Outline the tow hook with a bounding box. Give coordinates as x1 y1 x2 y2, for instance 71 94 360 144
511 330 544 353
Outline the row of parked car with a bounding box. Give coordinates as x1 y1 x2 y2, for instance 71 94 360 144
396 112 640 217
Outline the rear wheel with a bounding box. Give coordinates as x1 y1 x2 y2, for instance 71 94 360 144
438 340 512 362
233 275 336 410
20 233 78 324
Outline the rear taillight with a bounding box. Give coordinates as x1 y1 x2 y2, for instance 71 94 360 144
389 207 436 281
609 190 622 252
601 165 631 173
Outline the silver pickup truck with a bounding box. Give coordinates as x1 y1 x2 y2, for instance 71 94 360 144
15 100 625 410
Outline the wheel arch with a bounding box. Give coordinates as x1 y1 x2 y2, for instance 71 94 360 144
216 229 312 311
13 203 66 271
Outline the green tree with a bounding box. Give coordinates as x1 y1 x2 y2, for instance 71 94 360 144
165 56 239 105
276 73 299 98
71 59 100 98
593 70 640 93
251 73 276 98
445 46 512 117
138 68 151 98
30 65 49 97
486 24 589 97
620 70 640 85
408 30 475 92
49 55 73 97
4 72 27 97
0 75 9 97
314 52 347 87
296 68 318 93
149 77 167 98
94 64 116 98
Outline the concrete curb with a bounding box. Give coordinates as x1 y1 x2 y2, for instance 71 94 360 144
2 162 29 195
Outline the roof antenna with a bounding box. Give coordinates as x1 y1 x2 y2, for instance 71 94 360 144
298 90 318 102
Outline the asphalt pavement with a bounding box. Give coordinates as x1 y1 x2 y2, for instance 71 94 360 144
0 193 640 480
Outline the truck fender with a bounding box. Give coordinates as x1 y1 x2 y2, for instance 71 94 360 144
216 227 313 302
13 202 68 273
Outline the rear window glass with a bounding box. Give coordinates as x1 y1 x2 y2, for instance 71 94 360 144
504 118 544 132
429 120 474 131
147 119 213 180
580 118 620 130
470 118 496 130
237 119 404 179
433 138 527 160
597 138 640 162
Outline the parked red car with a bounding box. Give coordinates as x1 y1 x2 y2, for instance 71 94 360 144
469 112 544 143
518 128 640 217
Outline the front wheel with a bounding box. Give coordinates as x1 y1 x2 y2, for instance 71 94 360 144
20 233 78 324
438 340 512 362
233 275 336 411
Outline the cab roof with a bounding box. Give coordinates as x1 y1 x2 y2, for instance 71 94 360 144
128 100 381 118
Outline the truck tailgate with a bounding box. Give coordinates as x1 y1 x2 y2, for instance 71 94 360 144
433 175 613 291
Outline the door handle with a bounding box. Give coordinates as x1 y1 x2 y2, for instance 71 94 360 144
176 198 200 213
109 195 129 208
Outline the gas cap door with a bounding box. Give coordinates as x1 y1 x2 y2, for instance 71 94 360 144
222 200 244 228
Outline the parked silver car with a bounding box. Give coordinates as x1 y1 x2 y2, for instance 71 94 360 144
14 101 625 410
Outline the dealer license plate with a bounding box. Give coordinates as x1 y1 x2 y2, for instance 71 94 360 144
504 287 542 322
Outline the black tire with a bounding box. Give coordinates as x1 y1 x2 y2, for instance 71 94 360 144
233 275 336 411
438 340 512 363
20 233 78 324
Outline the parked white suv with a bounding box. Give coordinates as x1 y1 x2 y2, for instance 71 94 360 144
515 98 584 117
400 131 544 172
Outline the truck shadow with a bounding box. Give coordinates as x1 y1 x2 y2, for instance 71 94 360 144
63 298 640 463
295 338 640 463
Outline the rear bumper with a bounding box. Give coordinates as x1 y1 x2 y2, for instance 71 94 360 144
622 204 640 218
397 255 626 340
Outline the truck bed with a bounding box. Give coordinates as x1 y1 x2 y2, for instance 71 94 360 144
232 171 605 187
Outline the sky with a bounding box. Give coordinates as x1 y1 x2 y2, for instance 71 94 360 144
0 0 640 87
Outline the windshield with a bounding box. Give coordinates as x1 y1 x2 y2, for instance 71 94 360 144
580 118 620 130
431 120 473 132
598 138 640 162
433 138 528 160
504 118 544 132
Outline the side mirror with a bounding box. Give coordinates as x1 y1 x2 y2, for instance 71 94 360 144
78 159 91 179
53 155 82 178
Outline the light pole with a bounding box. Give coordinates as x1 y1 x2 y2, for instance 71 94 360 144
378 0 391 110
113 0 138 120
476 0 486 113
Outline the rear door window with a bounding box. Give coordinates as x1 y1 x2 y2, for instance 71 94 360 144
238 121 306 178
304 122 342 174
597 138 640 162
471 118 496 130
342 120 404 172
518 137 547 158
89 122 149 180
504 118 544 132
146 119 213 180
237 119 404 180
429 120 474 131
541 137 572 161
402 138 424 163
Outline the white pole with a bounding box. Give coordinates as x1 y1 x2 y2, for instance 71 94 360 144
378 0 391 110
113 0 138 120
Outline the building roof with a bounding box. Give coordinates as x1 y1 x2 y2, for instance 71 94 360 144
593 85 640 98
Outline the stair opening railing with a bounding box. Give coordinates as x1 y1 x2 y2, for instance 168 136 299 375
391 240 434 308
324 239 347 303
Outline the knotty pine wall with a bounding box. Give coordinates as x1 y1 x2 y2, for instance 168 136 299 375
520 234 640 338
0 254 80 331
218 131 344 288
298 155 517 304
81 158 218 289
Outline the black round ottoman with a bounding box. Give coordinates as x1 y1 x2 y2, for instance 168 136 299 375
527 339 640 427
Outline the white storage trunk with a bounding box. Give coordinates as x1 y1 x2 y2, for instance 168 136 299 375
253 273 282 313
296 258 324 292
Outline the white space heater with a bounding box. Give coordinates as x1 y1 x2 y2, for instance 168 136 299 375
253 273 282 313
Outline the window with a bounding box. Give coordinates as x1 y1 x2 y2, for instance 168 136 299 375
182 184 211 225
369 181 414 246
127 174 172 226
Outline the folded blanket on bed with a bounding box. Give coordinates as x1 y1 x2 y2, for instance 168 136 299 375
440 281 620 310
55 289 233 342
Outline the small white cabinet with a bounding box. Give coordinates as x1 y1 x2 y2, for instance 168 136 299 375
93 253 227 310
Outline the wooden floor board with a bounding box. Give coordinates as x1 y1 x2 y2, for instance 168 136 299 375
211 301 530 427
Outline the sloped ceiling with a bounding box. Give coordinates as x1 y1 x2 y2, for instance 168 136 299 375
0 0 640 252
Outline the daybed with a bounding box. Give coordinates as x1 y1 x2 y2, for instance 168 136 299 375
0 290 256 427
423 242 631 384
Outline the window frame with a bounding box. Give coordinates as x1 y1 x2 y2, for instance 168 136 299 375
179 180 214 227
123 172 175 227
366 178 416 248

[Work to do]
Change every "bounding box" in the records above to "rectangle" and write out all the records again, with everything else left unchanged.

[Output]
Outline the tow hook with a rectangle. Give coordinates as x1 y1 x2 y2, for instance 71 94 360 144
511 330 544 353
Outline the row of parked car with a rectangle. Give coordinates as x1 y1 x2 y2, for instance 71 94 360 144
396 112 640 217
Outline the rear wheel with a rectangle. Give coordinates as x1 y1 x2 y2, for instance 71 94 360 144
438 340 512 362
233 275 336 410
20 233 78 324
Outline the rear taillight with a rectangle. Give coordinates as x1 y1 x2 y2, for instance 71 94 360 144
389 207 436 281
609 190 622 252
601 165 631 173
Outline the silver pickup truck with a rectangle. Give coordinates as x1 y1 x2 y2, for instance 71 94 360 144
15 100 625 410
Outline the wheel arch with a rectangle. Give coordinates as x1 y1 x2 y2, for instance 71 94 360 144
216 229 312 311
13 203 66 271
Outline the green tree with a rectangle. Give coordinates as x1 y1 x2 y2, for instance 71 94 360 144
165 56 239 105
276 73 299 98
71 59 100 98
593 70 640 93
251 73 276 98
445 46 512 117
138 68 151 98
30 65 49 97
486 24 589 97
620 70 640 85
408 30 475 92
49 55 73 97
4 72 27 97
0 75 9 97
314 52 347 87
296 68 318 93
149 77 167 98
94 64 116 98
Outline the concrete curb with a rectangle. Give coordinates as x1 y1 x2 y2, for instance 71 94 360 144
2 162 29 195
Outline the roof antenna with a rectangle. Give coordinates as x1 y1 x2 y2, for instance 71 94 360 144
298 90 318 102
Outline the asphalt pavement with a rectangle. Give coordinates as x1 y1 x2 y2, for instance 71 94 360 144
0 193 640 480
Outline the truck fender with a rectangle. Give coordinates as x1 y1 x2 y2, for instance 71 94 360 144
216 227 313 302
13 202 68 273
Outline the rear window glass with a rectangle. Give coordinates as x1 y1 x2 y2, for instance 71 94 360 144
504 118 544 132
429 120 474 131
147 119 213 180
580 118 620 130
470 118 496 130
237 119 404 179
433 138 527 160
597 138 640 162
Outline the parked red car with a rectangle. Give coordinates as x1 y1 x2 y2, for instance 71 94 360 144
469 112 544 143
518 128 640 217
Outline the front wheel with a rectangle. Give coordinates as x1 y1 x2 y2, for instance 71 94 360 144
20 233 78 324
438 340 512 362
233 275 336 411
Outline the cab roof with a rectangle. Give coordinates as x1 y1 x2 y2, for instance 71 94 360 144
128 100 381 118
Outline the truck tailgate with a rectangle. Give coordinates as x1 y1 x2 y2, for instance 71 94 360 144
433 175 613 291
Outline the door handle with a rectangle. Give coordinates as x1 y1 x2 y2, for instance 71 94 360 144
176 198 200 213
109 195 129 208
Outline the gas cap door with a rectangle. Give coordinates as x1 y1 x2 y2, for instance 71 94 360 144
222 200 244 228
Outline the parked silver car with a rectangle. Give coordinates as x1 y1 x2 y2, for instance 71 94 360 144
14 101 625 410
Outline the dealer license plate with a rectangle. Give coordinates as x1 y1 x2 y2, for instance 71 94 360 144
504 287 542 322
Outline the black tire with a rectangle. Give coordinates as x1 y1 x2 y2, for instance 71 94 360 144
233 275 336 411
438 340 512 363
20 233 78 324
Outline the parked white suv with a rectangle. Give coordinates as x1 y1 x2 y2, for instance 71 94 360 144
515 98 584 117
400 131 544 172
Outline the truck shadow with a rectangle. Give coordinates as x1 y1 x2 y2, for instance 71 94 360 144
63 298 640 463
295 338 640 463
Outline the rear bumper with a rectangle. Give coordinates as x1 y1 x2 y2, for instance 71 94 360 144
622 204 640 218
397 255 626 340
Outline the truck bed with a rectangle. Give coordinates as x1 y1 x2 y2, for instance 71 94 360 144
232 171 605 187
Outline the sky with a rectangle. Give coordinates as x1 y1 x2 y2, for instance 71 94 360 144
0 0 640 87
Outline the windshield with a rectangle. Give coordinates as x1 y1 x2 y2, for instance 71 94 360 144
580 118 620 130
431 120 473 132
598 138 640 162
433 138 528 160
504 118 544 132
Outline the side mirror with a rectangle. Give coordinates as x1 y1 x2 y2, for instance 71 94 360 144
78 159 91 179
53 155 82 178
Outline the light pole with a rectangle. Give coordinates as x1 y1 x2 y2, for instance 71 94 360 144
378 0 391 110
113 0 138 120
476 0 486 113
Outline the rear door window with a rectangle. Give coordinates as x1 y1 x2 y2, for instance 71 94 360 144
238 121 306 178
304 122 342 174
597 138 640 162
471 118 496 130
342 120 404 172
518 137 547 158
89 122 149 180
504 118 544 132
146 119 213 180
237 119 404 180
429 120 474 131
541 137 572 161
402 138 424 163
Outline the white pole with a rectangle. Give coordinates as x1 y1 x2 y2, for instance 71 94 360 144
378 0 391 110
113 0 138 120
Outline the building roof with a rectangle. Give coordinates as x1 y1 x2 y2, for instance 71 94 360 144
593 85 640 98
Outline the stair opening railing with a rectangle. Give coordinates as x1 y1 x2 y2, for instance 168 136 299 375
391 240 434 308
324 239 347 303
Outline the knotty pine wall with a rectangle. Give coordinates as x1 y1 x2 y2, for instance 168 136 299 375
520 234 640 338
0 254 80 331
218 131 344 288
298 155 517 304
81 158 218 289
Outline the black round ottoman with a rectangle. Give coordinates as x1 y1 x2 y2, for instance 168 136 299 375
527 339 640 427
Outline the white storage trunk with a rectangle. Give coordinates as x1 y1 x2 y2, for instance 168 136 299 375
253 273 282 313
296 258 324 292
Outline the white space heater with a rectangle. Give coordinates as x1 y1 x2 y2, for instance 168 136 299 375
253 273 282 313
Outline the window with a rectangle. Give coordinates as x1 y1 x2 y2, for instance 168 136 299 375
182 184 211 225
369 181 414 246
127 174 172 226
Outline the folded blanket on bed with a rectangle. Give coordinates as x1 y1 x2 y2, for instance 168 136 299 375
440 281 620 310
55 289 233 342
Outline the small white cabinet with a rectangle. Give coordinates as x1 y1 x2 y2, for instance 168 136 299 375
93 253 227 310
Outline the wooden floor board with a rectangle. Give coordinates as x1 y1 x2 y2, for instance 168 136 299 375
211 301 530 427
Outline the sloped ceiling with a rectangle. Give coordinates as x1 y1 x2 y2, for instance 168 136 299 375
0 0 640 252
Outline the daybed with a rectangle. Give coordinates as x1 y1 x2 y2, for instance 168 136 299 375
0 290 256 427
423 242 631 384
Outline the window frame with a rectangle. Give coordinates as x1 y1 x2 y2, for instance 168 136 299 375
179 180 214 227
123 172 175 227
366 178 416 248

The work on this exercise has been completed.